===== Exercise inputs

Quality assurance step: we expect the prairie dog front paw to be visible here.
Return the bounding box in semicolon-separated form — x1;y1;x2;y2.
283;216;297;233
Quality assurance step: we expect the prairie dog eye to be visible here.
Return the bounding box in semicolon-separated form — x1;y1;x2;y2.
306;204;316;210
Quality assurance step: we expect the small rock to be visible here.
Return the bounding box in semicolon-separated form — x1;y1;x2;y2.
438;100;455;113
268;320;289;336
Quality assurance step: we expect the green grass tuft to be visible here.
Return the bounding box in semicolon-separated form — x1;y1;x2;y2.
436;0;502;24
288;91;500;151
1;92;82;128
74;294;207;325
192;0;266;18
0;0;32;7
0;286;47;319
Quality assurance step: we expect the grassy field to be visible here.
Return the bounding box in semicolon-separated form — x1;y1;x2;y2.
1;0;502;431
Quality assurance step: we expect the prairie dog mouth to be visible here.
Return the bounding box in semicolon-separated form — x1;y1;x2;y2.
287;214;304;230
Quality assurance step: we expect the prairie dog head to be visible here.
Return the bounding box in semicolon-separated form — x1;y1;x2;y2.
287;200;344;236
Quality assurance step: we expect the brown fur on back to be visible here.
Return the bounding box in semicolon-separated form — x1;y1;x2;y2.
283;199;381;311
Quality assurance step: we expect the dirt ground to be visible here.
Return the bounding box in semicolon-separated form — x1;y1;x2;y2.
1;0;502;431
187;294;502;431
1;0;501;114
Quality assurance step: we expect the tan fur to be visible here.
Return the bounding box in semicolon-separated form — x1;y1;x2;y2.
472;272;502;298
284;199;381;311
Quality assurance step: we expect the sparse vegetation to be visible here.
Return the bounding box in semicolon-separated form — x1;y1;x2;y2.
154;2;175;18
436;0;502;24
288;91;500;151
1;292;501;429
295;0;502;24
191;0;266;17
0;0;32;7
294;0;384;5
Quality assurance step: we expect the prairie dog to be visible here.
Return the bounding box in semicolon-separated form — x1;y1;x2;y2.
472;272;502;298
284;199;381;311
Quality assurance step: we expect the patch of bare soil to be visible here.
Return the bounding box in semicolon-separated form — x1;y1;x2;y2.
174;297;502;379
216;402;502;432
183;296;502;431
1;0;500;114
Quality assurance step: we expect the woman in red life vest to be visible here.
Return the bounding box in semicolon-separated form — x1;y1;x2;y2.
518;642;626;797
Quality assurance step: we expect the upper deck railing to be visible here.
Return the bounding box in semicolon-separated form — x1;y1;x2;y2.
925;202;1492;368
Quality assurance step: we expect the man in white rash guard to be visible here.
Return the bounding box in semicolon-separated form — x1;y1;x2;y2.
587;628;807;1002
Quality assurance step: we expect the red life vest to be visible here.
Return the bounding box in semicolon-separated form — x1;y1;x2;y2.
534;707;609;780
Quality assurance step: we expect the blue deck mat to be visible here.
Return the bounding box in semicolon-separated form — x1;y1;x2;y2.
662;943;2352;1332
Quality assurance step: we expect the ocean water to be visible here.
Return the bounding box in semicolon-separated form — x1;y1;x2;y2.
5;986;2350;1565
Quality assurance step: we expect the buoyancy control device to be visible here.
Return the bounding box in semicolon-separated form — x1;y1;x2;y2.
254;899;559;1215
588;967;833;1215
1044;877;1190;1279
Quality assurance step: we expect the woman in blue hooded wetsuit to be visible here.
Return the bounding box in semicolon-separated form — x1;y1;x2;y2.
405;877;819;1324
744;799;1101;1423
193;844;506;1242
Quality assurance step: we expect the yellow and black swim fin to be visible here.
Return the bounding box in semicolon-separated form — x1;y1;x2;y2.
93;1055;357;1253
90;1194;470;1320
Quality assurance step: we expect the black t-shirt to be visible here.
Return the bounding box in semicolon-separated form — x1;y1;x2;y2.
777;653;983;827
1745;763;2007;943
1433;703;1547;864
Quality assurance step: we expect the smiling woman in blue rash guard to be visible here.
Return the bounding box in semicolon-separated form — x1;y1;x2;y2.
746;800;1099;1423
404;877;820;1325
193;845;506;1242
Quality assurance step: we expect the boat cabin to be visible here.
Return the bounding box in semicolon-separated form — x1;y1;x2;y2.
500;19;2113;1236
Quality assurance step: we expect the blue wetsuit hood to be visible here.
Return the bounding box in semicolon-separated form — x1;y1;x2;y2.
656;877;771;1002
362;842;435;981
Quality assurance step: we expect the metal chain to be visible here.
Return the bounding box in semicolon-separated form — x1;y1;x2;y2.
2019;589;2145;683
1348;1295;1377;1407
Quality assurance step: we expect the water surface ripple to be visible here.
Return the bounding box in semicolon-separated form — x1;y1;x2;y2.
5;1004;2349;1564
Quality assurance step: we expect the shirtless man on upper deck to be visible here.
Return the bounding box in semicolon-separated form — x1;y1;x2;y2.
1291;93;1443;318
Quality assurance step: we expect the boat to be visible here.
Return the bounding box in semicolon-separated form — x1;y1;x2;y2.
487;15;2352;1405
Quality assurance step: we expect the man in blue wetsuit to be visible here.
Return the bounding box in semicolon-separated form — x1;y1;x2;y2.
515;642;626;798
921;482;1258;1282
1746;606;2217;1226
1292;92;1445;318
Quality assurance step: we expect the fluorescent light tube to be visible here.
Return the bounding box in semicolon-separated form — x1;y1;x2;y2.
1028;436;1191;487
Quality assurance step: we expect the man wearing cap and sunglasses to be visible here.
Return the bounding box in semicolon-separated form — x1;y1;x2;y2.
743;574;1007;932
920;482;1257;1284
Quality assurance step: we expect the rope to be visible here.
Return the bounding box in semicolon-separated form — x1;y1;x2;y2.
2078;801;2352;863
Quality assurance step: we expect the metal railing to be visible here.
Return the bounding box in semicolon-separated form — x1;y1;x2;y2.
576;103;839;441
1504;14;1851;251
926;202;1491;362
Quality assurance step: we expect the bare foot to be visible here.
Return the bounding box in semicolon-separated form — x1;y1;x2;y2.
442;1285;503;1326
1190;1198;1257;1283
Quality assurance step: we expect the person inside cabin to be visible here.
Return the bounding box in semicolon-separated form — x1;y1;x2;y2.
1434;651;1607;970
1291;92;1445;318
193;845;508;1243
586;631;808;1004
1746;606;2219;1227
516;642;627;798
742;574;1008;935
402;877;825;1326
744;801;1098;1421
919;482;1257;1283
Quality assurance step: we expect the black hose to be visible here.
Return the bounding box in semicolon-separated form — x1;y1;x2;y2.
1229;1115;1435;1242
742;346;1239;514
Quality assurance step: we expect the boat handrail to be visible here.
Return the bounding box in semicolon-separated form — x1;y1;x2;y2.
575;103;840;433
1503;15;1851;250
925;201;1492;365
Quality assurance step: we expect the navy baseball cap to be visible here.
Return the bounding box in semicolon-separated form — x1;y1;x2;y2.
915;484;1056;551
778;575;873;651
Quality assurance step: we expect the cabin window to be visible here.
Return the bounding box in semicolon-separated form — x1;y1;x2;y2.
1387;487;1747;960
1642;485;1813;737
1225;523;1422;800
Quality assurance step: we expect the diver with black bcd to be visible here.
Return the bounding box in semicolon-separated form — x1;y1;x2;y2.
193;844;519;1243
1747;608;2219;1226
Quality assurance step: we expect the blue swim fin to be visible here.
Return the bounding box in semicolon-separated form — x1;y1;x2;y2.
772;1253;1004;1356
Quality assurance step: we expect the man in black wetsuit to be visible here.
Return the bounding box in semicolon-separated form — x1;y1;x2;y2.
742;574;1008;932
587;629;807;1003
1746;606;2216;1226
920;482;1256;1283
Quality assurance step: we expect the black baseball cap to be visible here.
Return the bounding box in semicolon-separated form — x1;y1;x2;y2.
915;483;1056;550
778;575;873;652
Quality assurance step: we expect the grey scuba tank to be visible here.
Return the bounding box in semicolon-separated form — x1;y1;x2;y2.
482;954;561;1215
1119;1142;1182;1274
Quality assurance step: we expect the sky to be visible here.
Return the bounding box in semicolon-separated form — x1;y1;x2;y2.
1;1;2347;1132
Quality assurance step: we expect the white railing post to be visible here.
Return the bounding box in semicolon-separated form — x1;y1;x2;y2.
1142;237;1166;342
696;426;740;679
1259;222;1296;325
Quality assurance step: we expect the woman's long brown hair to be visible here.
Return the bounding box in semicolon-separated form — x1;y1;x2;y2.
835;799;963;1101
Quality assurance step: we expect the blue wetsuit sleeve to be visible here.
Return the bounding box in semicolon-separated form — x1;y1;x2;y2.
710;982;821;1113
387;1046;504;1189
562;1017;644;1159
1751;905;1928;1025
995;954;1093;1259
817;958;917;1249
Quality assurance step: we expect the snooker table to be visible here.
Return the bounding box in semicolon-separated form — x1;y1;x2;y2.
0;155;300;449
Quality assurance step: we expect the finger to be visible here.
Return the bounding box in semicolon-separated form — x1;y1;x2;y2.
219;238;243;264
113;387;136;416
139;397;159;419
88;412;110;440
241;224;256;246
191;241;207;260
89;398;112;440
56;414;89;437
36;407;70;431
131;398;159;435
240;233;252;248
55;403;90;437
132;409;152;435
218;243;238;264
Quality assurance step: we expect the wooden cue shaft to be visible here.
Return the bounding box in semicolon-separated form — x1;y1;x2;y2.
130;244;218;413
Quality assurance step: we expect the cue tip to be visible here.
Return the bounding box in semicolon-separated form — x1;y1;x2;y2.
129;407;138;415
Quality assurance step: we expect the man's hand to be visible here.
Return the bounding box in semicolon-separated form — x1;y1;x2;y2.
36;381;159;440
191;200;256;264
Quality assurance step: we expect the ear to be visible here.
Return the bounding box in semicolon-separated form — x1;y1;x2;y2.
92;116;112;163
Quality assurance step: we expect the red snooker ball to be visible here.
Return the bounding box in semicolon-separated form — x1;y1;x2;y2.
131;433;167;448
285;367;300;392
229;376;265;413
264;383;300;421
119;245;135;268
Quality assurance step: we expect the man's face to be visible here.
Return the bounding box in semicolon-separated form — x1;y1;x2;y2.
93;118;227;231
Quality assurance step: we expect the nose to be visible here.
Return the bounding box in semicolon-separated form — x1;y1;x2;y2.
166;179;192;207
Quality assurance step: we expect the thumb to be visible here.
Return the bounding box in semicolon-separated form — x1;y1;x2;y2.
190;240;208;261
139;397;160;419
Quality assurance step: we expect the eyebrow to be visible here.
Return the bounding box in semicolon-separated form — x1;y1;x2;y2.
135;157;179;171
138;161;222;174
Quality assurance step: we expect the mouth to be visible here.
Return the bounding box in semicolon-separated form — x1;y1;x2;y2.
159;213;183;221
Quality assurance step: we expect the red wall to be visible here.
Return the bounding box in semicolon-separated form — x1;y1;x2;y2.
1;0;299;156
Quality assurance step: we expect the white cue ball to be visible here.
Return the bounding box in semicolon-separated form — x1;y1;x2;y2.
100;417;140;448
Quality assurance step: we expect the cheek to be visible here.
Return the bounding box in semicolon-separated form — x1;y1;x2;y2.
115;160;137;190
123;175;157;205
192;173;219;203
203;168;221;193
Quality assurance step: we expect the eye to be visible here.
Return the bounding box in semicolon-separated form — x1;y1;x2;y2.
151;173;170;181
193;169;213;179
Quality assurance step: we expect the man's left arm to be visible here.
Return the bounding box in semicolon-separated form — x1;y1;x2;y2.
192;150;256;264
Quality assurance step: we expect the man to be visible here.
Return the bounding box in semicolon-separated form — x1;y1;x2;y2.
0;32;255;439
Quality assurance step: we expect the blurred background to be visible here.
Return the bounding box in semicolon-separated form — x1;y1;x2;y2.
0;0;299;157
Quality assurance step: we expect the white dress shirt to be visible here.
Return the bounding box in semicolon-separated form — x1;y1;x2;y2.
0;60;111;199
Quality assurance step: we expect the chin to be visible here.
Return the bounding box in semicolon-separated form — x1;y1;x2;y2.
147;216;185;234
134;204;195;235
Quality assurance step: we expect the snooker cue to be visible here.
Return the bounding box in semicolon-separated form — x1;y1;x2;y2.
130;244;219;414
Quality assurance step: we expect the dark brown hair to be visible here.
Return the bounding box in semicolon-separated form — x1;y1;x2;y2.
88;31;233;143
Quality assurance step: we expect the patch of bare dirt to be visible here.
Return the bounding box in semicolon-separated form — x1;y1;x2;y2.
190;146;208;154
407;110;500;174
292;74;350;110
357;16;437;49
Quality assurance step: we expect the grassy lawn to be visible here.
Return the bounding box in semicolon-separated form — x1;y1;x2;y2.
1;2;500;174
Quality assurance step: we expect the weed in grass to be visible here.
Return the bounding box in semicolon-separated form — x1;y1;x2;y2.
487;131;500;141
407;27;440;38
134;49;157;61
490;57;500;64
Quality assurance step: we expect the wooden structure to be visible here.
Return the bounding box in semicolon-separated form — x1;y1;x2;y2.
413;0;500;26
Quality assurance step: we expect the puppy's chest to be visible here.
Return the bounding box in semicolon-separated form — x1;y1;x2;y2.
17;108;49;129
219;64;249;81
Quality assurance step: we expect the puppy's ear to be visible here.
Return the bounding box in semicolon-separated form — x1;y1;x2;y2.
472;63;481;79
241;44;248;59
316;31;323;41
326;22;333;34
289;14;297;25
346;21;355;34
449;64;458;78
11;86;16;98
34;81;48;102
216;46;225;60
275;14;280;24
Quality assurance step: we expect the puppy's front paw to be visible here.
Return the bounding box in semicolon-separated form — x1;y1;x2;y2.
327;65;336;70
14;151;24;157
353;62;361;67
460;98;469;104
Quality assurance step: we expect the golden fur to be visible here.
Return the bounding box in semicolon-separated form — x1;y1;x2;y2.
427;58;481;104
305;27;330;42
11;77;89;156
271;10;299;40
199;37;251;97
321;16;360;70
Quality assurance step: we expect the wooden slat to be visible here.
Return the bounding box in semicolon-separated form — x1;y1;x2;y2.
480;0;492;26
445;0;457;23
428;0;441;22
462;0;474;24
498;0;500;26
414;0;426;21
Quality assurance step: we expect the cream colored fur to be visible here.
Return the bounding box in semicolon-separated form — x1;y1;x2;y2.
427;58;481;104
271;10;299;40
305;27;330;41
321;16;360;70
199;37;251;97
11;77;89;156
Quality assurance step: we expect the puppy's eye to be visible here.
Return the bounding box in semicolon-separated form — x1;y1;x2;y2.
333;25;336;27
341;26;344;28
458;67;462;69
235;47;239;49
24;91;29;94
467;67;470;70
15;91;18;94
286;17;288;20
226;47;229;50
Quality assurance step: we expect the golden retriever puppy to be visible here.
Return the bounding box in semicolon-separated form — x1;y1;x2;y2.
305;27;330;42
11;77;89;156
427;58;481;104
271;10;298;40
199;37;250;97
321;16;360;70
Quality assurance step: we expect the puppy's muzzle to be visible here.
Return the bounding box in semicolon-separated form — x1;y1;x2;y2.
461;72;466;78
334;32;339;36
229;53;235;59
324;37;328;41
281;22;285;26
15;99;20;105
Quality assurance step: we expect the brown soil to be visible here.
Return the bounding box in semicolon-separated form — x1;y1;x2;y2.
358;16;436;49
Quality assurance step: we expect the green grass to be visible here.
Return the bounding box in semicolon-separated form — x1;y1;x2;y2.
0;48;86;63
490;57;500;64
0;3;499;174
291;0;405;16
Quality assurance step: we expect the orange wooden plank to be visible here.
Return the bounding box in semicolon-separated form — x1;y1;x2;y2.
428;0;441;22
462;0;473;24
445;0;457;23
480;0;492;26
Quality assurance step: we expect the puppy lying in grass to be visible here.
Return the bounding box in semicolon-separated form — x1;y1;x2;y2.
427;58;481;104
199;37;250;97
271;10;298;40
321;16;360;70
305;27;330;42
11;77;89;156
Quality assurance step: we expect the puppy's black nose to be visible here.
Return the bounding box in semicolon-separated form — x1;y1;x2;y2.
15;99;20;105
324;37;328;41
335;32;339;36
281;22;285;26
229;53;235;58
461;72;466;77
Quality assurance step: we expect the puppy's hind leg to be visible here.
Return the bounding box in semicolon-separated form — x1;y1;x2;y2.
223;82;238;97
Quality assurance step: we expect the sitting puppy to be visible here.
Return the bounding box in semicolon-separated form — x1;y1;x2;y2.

==========

=== Assigned task ===
Scan the entries above, and wherever a line holds the string "blue", copy it.

=== Completed task ===
Quality assurance step: we expect the blue deck mat to be visible here.
Quality assurance step: we expect the woman in blue hooded wetsuit to be visible here.
Quality assurance step: we expect the smiling woman in blue rash guard to be visible here.
Quality assurance step: we expect the blue wetsuit hood to be visible here.
Quality assurance step: we expect the man in blue wetsuit to be visible here.
Quality assurance step: we expect the blue swim fin to be visible here.
Quality assurance step: we expect the blue wetsuit sleeve to be visible here.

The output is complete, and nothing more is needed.